## START
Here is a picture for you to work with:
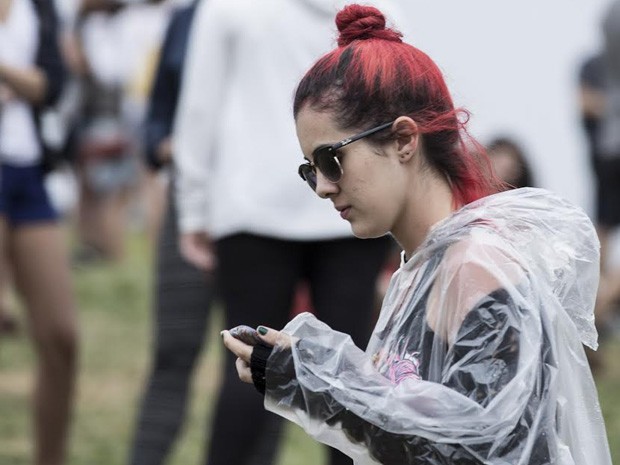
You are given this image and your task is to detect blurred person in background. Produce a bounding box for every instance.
[487,136,535,189]
[0,0,78,465]
[173,0,396,465]
[579,1,620,335]
[68,0,175,263]
[123,3,214,465]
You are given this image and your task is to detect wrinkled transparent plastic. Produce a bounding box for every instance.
[265,188,611,465]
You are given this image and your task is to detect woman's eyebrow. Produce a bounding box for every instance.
[312,144,334,155]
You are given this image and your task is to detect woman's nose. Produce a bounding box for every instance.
[316,170,340,199]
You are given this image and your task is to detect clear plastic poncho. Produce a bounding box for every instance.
[265,188,611,465]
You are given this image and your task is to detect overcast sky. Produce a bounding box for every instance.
[395,0,608,213]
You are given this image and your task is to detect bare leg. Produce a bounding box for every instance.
[0,239,19,337]
[10,223,77,465]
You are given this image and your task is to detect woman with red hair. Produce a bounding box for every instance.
[223,5,611,465]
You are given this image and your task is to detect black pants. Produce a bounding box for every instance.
[207,234,392,465]
[130,186,215,465]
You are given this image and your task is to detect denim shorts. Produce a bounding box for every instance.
[0,163,58,226]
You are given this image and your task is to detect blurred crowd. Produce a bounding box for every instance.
[0,0,620,465]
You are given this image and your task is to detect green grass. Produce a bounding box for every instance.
[0,232,620,465]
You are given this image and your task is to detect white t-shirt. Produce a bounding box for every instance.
[0,0,41,166]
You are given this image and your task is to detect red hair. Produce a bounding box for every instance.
[293,5,502,205]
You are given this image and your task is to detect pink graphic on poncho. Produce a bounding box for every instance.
[388,352,420,384]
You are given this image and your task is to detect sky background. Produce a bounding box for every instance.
[395,0,609,214]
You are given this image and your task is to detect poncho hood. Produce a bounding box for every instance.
[421,188,600,349]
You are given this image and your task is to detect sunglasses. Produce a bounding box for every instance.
[298,121,394,191]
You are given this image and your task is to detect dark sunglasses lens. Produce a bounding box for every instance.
[314,147,342,182]
[299,163,316,191]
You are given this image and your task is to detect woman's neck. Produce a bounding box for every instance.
[391,171,455,259]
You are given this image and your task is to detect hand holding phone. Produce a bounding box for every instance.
[229,325,262,346]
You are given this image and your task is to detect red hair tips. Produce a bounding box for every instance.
[293,5,503,206]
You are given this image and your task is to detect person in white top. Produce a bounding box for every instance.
[173,0,402,465]
[0,0,78,465]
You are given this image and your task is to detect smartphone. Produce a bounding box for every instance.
[229,325,262,346]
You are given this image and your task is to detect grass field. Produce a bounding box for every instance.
[0,232,620,465]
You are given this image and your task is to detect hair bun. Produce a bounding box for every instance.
[336,4,402,47]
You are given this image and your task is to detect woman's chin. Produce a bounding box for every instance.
[351,222,387,239]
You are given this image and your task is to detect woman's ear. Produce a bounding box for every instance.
[392,116,420,162]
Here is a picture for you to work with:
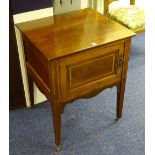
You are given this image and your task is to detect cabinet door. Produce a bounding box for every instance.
[60,42,124,101]
[9,9,26,109]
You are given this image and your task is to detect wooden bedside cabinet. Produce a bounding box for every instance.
[17,8,135,150]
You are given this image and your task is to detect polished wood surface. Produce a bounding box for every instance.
[17,9,133,60]
[17,9,135,150]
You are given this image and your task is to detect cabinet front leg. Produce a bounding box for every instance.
[27,75,34,108]
[51,103,62,151]
[116,78,126,121]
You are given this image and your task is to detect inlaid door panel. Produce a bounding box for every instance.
[59,43,124,100]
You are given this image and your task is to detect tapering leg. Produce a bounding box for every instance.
[28,75,34,108]
[116,78,126,121]
[51,103,62,151]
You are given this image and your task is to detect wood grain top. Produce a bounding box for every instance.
[16,8,135,60]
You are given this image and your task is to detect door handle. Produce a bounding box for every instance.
[118,55,124,67]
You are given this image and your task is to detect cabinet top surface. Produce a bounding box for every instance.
[16,8,135,60]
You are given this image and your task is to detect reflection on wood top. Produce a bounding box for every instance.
[17,8,134,60]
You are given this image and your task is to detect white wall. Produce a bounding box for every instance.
[13,0,87,107]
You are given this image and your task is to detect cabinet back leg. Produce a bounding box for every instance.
[115,78,126,121]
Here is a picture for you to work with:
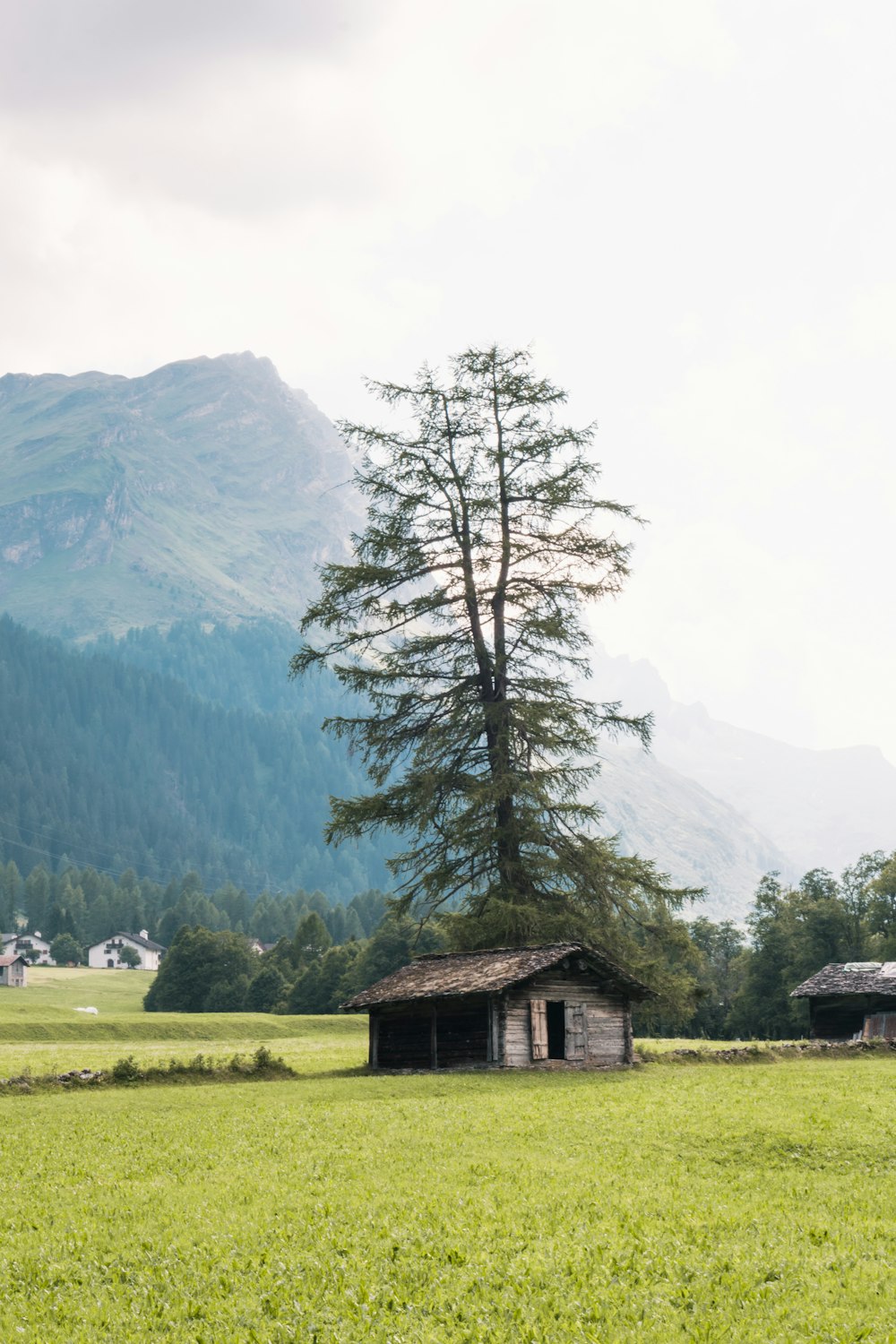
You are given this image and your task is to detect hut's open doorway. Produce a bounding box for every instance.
[547,999,567,1059]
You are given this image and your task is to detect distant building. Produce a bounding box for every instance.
[790,961,896,1040]
[0,953,28,989]
[342,943,653,1069]
[3,933,55,967]
[87,929,165,970]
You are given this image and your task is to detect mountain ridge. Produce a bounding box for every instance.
[0,351,896,918]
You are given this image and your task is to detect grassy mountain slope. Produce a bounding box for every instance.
[0,354,358,637]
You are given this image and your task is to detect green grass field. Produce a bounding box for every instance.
[0,970,896,1344]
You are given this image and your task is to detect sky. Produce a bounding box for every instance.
[0,0,896,762]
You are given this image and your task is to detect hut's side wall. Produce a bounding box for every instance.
[501,967,632,1069]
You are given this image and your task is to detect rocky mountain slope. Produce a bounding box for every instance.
[0,354,360,639]
[0,354,896,918]
[594,645,896,879]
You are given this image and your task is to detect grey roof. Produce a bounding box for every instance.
[790,961,896,999]
[90,932,167,952]
[342,943,653,1012]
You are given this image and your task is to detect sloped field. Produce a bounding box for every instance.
[0,973,896,1344]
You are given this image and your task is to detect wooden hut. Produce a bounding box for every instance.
[0,953,28,989]
[342,943,653,1069]
[790,961,896,1040]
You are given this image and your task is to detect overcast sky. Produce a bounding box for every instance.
[0,0,896,762]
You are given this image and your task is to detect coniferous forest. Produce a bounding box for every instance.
[0,617,896,1039]
[0,617,385,900]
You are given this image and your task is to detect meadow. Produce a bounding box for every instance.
[0,970,896,1344]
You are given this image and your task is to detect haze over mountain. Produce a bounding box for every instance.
[0,354,896,918]
[0,354,361,637]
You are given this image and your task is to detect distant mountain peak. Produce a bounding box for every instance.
[0,351,360,637]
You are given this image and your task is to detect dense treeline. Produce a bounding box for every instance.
[0,617,385,900]
[6,851,896,1039]
[0,860,385,953]
[669,851,896,1040]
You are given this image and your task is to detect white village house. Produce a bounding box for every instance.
[87,929,165,970]
[0,953,28,989]
[3,933,55,967]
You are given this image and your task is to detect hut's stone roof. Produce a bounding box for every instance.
[342,943,653,1012]
[790,961,896,999]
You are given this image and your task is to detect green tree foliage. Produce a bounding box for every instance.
[291,347,684,964]
[0,617,385,898]
[246,962,289,1012]
[728,855,896,1039]
[143,926,258,1012]
[293,910,333,967]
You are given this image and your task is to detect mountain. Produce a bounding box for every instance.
[0,354,896,918]
[0,354,361,639]
[0,617,387,900]
[594,645,896,881]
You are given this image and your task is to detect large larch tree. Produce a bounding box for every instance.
[291,347,686,953]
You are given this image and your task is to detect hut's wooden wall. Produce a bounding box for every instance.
[809,995,896,1040]
[371,995,490,1069]
[501,967,632,1069]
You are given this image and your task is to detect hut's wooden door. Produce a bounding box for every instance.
[530,999,548,1059]
[565,1003,589,1062]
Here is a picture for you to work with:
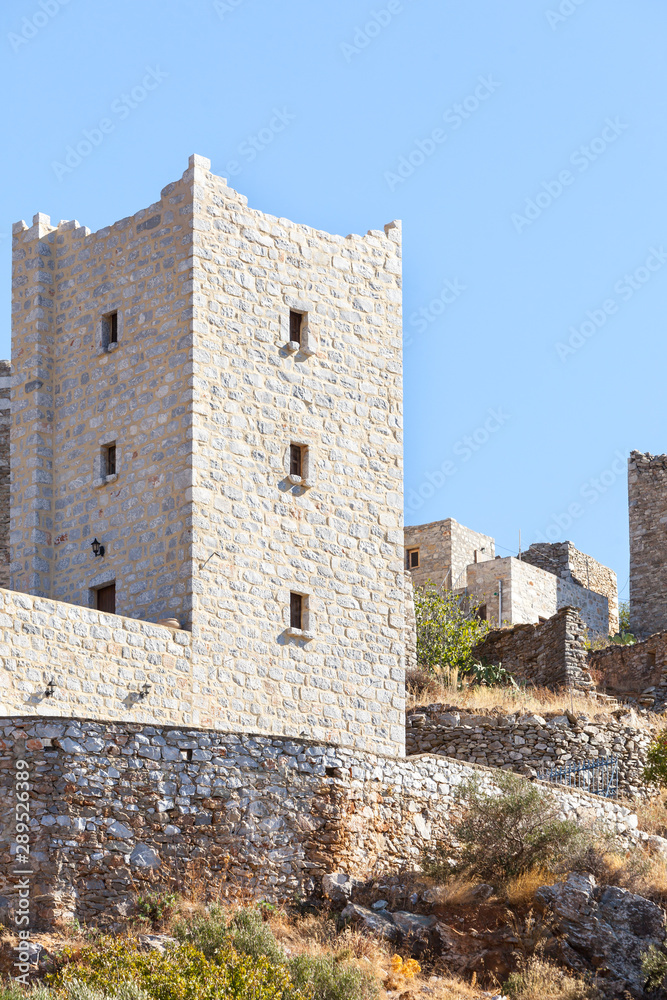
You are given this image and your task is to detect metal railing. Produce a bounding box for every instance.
[538,757,618,799]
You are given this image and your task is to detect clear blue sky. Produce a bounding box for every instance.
[0,0,667,592]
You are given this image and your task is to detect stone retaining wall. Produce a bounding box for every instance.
[406,705,651,797]
[473,608,593,688]
[0,718,637,927]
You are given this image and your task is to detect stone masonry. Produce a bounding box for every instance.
[521,542,618,635]
[472,608,593,689]
[406,705,655,798]
[404,517,495,590]
[588,632,667,712]
[0,718,637,927]
[3,156,405,754]
[468,556,558,625]
[628,451,667,639]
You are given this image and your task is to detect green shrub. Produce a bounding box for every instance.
[642,944,667,990]
[415,583,489,672]
[174,906,285,962]
[51,938,309,1000]
[644,729,667,786]
[422,771,591,887]
[135,889,176,927]
[174,906,229,959]
[289,955,379,1000]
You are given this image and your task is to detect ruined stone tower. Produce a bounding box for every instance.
[7,156,404,753]
[628,451,667,639]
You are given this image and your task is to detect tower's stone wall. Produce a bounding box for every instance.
[11,177,193,627]
[6,156,405,754]
[188,158,405,752]
[628,451,667,639]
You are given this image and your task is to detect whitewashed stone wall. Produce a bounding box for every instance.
[5,156,405,753]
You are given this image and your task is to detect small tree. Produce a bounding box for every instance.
[415,583,489,673]
[422,771,587,887]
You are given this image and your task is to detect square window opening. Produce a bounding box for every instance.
[405,549,419,569]
[95,583,116,615]
[290,593,303,629]
[290,444,304,477]
[102,441,116,477]
[290,309,303,346]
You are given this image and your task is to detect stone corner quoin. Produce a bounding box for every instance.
[6,150,405,755]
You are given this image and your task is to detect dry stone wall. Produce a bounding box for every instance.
[473,608,593,688]
[0,718,637,927]
[406,704,652,797]
[406,705,655,797]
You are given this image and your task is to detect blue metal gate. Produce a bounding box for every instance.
[539,757,618,799]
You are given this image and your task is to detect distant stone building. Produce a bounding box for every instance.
[628,451,667,639]
[0,156,405,755]
[405,517,496,590]
[405,518,618,635]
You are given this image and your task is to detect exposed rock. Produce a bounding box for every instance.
[341,903,401,941]
[535,873,665,998]
[322,872,362,903]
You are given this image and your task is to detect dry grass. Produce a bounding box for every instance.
[406,675,648,724]
[503,867,565,909]
[505,956,600,1000]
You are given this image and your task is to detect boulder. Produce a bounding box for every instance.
[341,903,401,941]
[535,873,666,1000]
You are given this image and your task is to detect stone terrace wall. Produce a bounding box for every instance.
[406,705,651,796]
[0,361,12,587]
[588,632,667,711]
[473,608,592,688]
[0,718,637,927]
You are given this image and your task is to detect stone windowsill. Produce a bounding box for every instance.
[287,473,315,490]
[93,472,118,490]
[283,340,315,358]
[285,625,315,639]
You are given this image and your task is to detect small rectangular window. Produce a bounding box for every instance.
[95,583,116,615]
[405,549,419,569]
[102,444,116,476]
[290,594,303,629]
[290,444,303,476]
[290,309,303,344]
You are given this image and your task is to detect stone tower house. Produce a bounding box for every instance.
[628,451,667,639]
[10,156,404,753]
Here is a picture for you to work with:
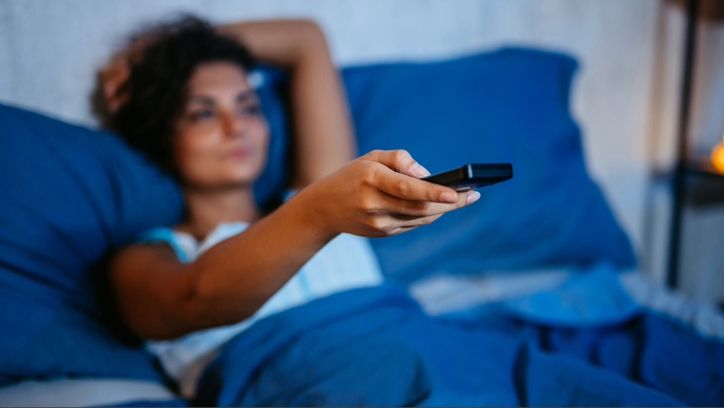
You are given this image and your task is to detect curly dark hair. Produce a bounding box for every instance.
[92,16,255,180]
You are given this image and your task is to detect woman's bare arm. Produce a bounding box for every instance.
[219,20,356,188]
[110,151,475,339]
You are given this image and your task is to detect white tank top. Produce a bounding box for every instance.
[141,223,383,398]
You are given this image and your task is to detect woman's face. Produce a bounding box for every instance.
[173,62,268,189]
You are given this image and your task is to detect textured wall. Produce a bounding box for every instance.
[0,0,661,270]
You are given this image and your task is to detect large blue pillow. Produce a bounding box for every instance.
[0,105,183,384]
[343,48,635,282]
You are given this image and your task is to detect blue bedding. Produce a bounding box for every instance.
[194,279,724,406]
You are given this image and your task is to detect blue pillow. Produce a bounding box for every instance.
[343,48,635,282]
[254,66,291,210]
[0,105,183,384]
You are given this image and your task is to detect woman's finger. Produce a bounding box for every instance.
[373,166,460,204]
[374,190,480,217]
[364,149,430,178]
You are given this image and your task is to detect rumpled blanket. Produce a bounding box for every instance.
[194,278,724,406]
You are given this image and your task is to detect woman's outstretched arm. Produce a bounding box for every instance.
[110,151,477,338]
[219,20,356,188]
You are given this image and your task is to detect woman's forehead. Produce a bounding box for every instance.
[189,61,253,96]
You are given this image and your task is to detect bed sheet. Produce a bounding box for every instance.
[0,378,187,407]
[410,262,724,340]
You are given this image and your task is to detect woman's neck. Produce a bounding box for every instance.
[177,188,260,239]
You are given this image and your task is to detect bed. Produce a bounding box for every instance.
[0,47,724,406]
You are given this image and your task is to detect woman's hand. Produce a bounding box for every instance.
[295,150,480,237]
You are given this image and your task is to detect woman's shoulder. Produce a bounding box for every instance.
[134,227,198,263]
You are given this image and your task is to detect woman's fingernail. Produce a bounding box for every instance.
[440,191,458,203]
[468,190,480,204]
[410,163,430,177]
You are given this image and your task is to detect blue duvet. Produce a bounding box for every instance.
[194,285,724,406]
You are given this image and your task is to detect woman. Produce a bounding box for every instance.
[101,18,479,397]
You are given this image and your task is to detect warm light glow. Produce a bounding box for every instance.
[711,142,724,174]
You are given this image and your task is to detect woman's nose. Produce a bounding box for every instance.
[222,112,245,138]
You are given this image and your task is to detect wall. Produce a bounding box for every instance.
[0,0,672,274]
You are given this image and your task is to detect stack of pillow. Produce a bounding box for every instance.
[0,48,634,384]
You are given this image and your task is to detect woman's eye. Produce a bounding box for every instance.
[239,104,261,116]
[189,109,214,122]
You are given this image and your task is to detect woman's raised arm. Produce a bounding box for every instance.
[218,20,356,188]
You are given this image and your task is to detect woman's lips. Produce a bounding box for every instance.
[228,147,254,159]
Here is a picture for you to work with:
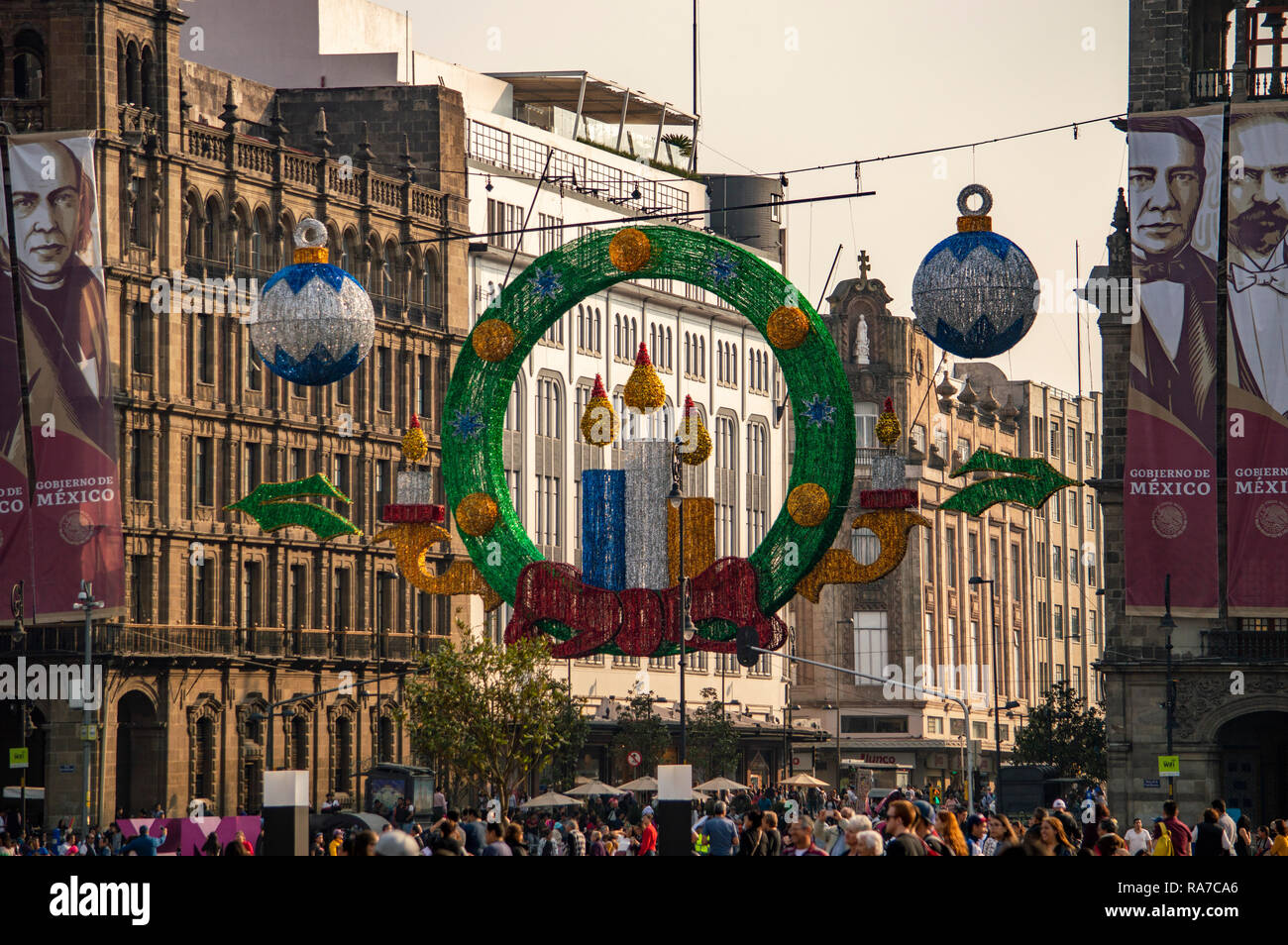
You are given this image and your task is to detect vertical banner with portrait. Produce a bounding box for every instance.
[9,134,125,620]
[1124,107,1224,617]
[1225,104,1288,617]
[0,157,33,607]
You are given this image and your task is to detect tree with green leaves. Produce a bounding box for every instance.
[1012,682,1109,781]
[614,692,671,775]
[688,687,738,781]
[406,637,571,813]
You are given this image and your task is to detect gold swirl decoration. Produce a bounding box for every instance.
[765,305,808,351]
[471,318,514,364]
[608,227,653,273]
[373,524,501,611]
[796,508,932,604]
[787,482,832,528]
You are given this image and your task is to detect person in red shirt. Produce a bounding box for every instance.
[636,813,657,856]
[1154,800,1192,856]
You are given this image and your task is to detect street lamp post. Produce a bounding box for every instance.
[72,580,107,829]
[666,437,690,765]
[1159,575,1176,800]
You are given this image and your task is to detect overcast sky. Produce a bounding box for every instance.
[406,0,1127,391]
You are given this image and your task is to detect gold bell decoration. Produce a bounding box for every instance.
[876,396,903,450]
[581,374,617,447]
[677,394,711,467]
[403,413,429,463]
[625,341,666,413]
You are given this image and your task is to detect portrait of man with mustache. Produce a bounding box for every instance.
[1126,116,1216,454]
[1227,112,1288,416]
[0,141,116,456]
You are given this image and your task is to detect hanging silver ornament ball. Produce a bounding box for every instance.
[250,218,376,386]
[912,184,1038,358]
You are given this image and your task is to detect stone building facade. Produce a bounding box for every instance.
[1096,0,1288,824]
[791,264,1103,788]
[0,0,469,823]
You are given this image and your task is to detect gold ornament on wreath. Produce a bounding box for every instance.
[608,227,653,273]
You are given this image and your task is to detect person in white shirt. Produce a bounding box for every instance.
[1125,817,1154,856]
[1212,797,1239,850]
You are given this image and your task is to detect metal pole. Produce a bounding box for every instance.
[679,497,690,765]
[988,580,1004,813]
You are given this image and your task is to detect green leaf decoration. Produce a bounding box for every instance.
[224,472,362,541]
[940,447,1082,515]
## END
*Task directions*: Reproduce the material word for word, starting at its very first line and ending after the line that contains "[388,352,420,384]". Leave the pictures out of your reproduction.

*Answer to the task*:
Here is a picture for you to work with:
You are given this image and your task is to detect blurred person in background. Produce a bounding box for every instance.
[487,136,535,189]
[0,0,78,465]
[173,0,396,465]
[579,1,620,335]
[68,0,175,263]
[123,3,214,465]
You are given this image and your task is to detect wrinkled transparent plastic. Produce a bounding box for every instance.
[265,188,611,465]
You are given this image and your task is to detect woman's eyebrow. Produce a bounding box for every instance.
[312,144,334,155]
You are given this image and your task is to detect woman's nose. Produce a bounding box for every instance.
[316,170,340,199]
You are given this image and your task is to detect clear plastic poncho. Produce a bounding box for every instance.
[265,188,611,465]
You are given this image and your task is to detect overcast sky. Produce a bounding box for every instance.
[395,0,608,213]
You are given this image and your task is to detect bare leg. Produce a bounding box for every instance.
[0,239,19,337]
[10,223,77,465]
You are given this image and your task is to detect woman with red hair. Produce a bounding box for every instance.
[223,5,611,465]
You are given this image and your task is to detect black pants. Produce a bounding box for every instance.
[207,234,392,465]
[130,186,215,465]
You are given this image and your task is to detect denim shorts. Produce a bounding box for every instance.
[0,163,58,226]
You are given this image and your task is to detect blurred crowd. Produce a bounding box for every instance.
[0,0,620,465]
You are given this image and your task is to detect green grass. Produce a bounding box for every instance.
[0,232,620,465]
You are given this image and your task is to detect white t-shirt. Produce a bounding box for every instance.
[0,0,41,166]
You are given this image and your task is to detect red hair. Produce a bounding box for every instance.
[293,5,502,205]
You are given this image and your task is to detect pink graphic on poncho. Produce a bounding box for every instance.
[388,352,420,384]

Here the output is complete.